19. Pour ce qui était de la nécessité d’entendre personnellement les accusés, le Tribunal constitutionnel soulignait que l’Audiencia provincial avait effectué une nouvelle appréciation des faits établis par le juge pénal et les avait modifiés en dehors de considérations strictement juridiques. Il estimait qu’il incombait à l’Audiencia provincial d’entendre les intéressés.

20. Le Tribunal constitutionnel relevait que, afin de remplir cette exigence constitutionnelle, l’Audiencia provincial ne s’était pas limitée à notifier, conformément à l’article 791 § 2 du code de procédure pénale, la décision rendue le 10 novembre 2008 au représentant des requérants. Il notait en effet que cette juridiction avait décidé d’office l’assignation personnelle des requérants, alors que celle-ci n’était pas prévue par la loi et qu’elle n’avait pas été sollicitée par le représentant des accusés, et que seul le deuxième requérant avait comparu à l’audience. À cet égard, il observait que l’Audiencia provincial avait soulevé ce point devant les parties lors de l’audience publique sans toutefois obtenir de réaction de leur part.

21. Pour le Tribunal constitutionnel, le droit des requérants à se défendre avait été suffisamment garanti devant l’Audiencia provincial par le biais de l’assignation à comparaître, laquelle avait ainsi permis aux intéressés d’être entendus lors de l’audience publique quand bien même cette possibilité n’avait pas été mise à profit par eux.

- Entrées enregistrées
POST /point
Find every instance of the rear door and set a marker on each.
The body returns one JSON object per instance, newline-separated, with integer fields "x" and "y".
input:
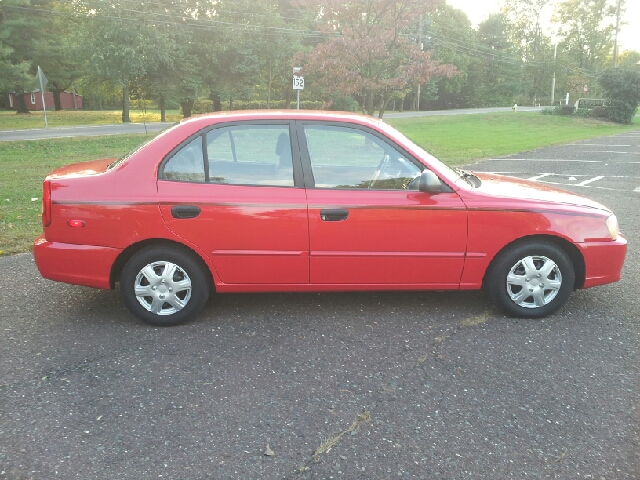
{"x": 236, "y": 192}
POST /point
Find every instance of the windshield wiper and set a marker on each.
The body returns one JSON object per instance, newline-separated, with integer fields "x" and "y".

- À réaliser
Recopiez intégralement l'extrait sur la position du Tribunal constitutionnel, sans rien y changer. Les entrées constituent un matériau distinct de l'extrait.

- Solution proposée
19. Pour ce qui était de la nécessité d’entendre personnellement les accusés, le Tribunal constitutionnel soulignait que l’Audiencia provincial avait effectué une nouvelle appréciation des faits établis par le juge pénal et les avait modifiés en dehors de considérations strictement juridiques. Il estimait qu’il incombait à l’Audiencia provincial d’entendre les intéressés.

20. Le Tribunal constitutionnel relevait que, afin de remplir cette exigence constitutionnelle, l’Audiencia provincial ne s’était pas limitée à notifier, conformément à l’article 791 § 2 du code de procédure pénale, la décision rendue le 10 novembre 2008 au représentant des requérants. Il notait en effet que cette juridiction avait décidé d’office l’assignation personnelle des requérants, alors que celle-ci n’était pas prévue par la loi et qu’elle n’avait pas été sollicitée par le représentant des accusés, et que seul le deuxième requérant avait comparu à l’audience. À cet égard, il observait que l’Audiencia provincial avait soulevé ce point devant les parties lors de l’audience publique sans toutefois obtenir de réaction de leur part.

21. Pour le Tribunal constitutionnel, le droit des requérants à se défendre avait été suffisamment garanti devant l’Audiencia provincial par le biais de l’assignation à comparaître, laquelle avait ainsi permis aux intéressés d’être entendus lors de l’audience publique quand bien même cette possibilité n’avait pas été mise à profit par eux.